→ **Task brief**: Retype, word for word, the portion of the passage on atypically employed pilots that begins with the words containing "In many cases an" and ends with "should you care?".

→ **Excerpted passage**:

—————

If sick and unfit to fly, they face sanction or ‘chop’ of their pay (zero hours contract: no flight = no pay), and certainly no chance of sick pay. Same with pregnant female pilots. If taking a professional judgement that an aeroplane needs maintenance before operating, or that weather at their destination is marginal, they will personally bear the cost in lost wages if the flight does not go, and likely have the safety decision count against them for its commercial consequences. They do their best to make the right decision nonetheless, but over time and across many atypically employed pilots, what do you think the only effect can be?

In bad times, like now, they are simply dropped. The nature of atypical employment is that the pilot has an increased level of obligation to their de facto employer, but the airline keeps them at arm’s length, avoiding the responsibilities and accountability that go with employing somebody (including in many cases some of the social taxes that should go to supporting workers). Labour rights applying to direct employees are absent, and the costs and risks of not working are borne entirely by the pilots. 

The ‘gig economy’ is a cool sounding name for a disease that is spreading outwards from several infection sites in the wider economy

In many cases an intermediary company or agency is labelled the technical ‘employer’, so that they can be liquidated by the airline, or have service provision cancelled without consequence for the airline, but a great deal of consequence for the crew.

Why does this matter, why should you care?

Because this disease is spreading.

—————

→ **Dataset content**:

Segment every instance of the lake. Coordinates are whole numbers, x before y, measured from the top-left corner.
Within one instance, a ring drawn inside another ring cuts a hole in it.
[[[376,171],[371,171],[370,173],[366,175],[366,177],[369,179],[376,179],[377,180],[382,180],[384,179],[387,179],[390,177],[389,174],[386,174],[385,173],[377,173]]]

—————

→ **Finished exercise**:
In many cases an intermediary company or agency is labelled the technical ‘employer’, so that they can be liquidated by the airline, or have service provision cancelled without consequence for the airline, but a great deal of consequence for the crew.

Why does this matter, why should you care?